-- Begin --

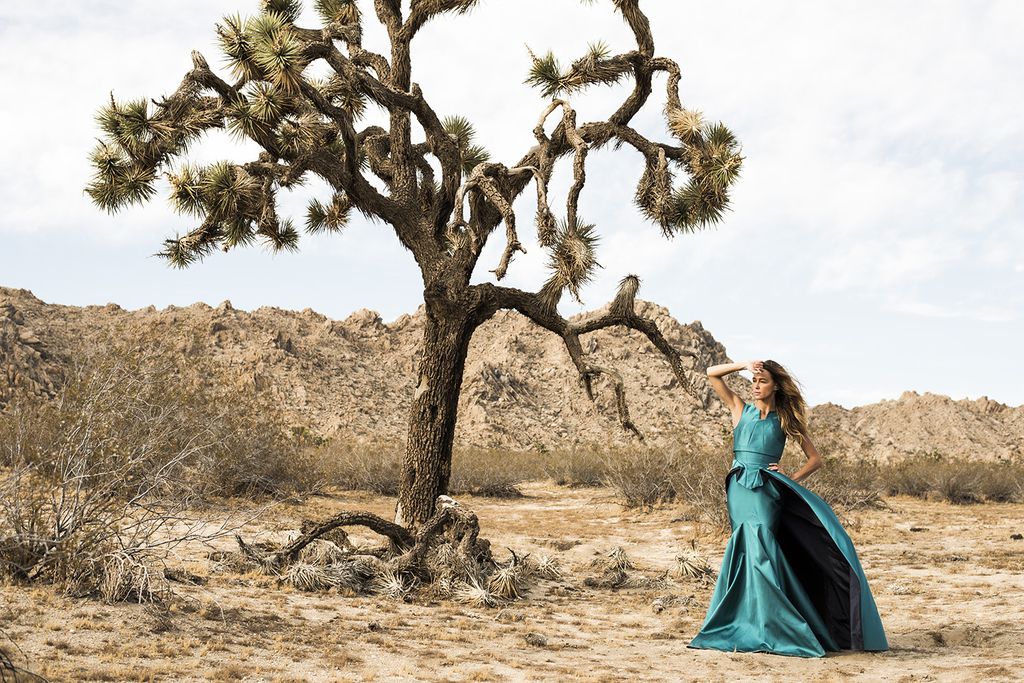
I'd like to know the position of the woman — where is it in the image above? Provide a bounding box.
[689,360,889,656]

-- End --
-- Begin --

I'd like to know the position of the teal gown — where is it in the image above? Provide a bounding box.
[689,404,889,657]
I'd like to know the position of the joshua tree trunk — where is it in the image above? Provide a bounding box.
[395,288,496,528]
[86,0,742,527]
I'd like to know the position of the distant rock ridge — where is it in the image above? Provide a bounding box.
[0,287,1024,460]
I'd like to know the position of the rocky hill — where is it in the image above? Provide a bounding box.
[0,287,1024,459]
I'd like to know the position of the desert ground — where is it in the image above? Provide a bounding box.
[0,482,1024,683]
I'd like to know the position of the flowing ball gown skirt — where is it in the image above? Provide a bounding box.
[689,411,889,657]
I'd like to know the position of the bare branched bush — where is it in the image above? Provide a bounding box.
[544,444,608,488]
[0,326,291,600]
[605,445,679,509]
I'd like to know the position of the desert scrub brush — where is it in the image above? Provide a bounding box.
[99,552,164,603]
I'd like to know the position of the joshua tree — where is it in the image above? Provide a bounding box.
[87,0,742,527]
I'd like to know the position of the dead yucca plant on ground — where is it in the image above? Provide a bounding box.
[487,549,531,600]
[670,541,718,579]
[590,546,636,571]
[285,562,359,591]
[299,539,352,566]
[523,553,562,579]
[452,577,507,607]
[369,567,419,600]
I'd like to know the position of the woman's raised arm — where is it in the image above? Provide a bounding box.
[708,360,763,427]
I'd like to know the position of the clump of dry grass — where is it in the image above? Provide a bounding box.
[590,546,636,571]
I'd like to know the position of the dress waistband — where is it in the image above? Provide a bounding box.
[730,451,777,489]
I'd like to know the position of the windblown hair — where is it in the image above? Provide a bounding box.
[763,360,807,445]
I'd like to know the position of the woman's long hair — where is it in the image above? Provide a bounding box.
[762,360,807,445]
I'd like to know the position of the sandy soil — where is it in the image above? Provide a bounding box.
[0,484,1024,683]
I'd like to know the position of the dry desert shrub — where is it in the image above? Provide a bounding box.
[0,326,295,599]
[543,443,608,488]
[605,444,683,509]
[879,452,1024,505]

-- End --
-- Begin --

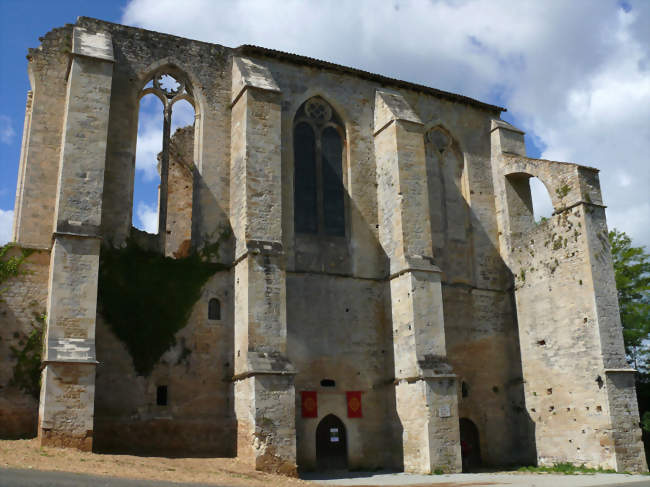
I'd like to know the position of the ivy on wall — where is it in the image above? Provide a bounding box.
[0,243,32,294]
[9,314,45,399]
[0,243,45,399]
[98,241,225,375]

-- End --

- **Stated goal**:
Extract and copy in full every line in the items above that contains the word "ground". Case counts when matching.

- **Result**:
I'd like to know the position of the desert ground — where is it in the image above? Provide a bounding box.
I'd like to know the position of the dead yucca plant on ground — where is it in the image above? Provide a bounding box.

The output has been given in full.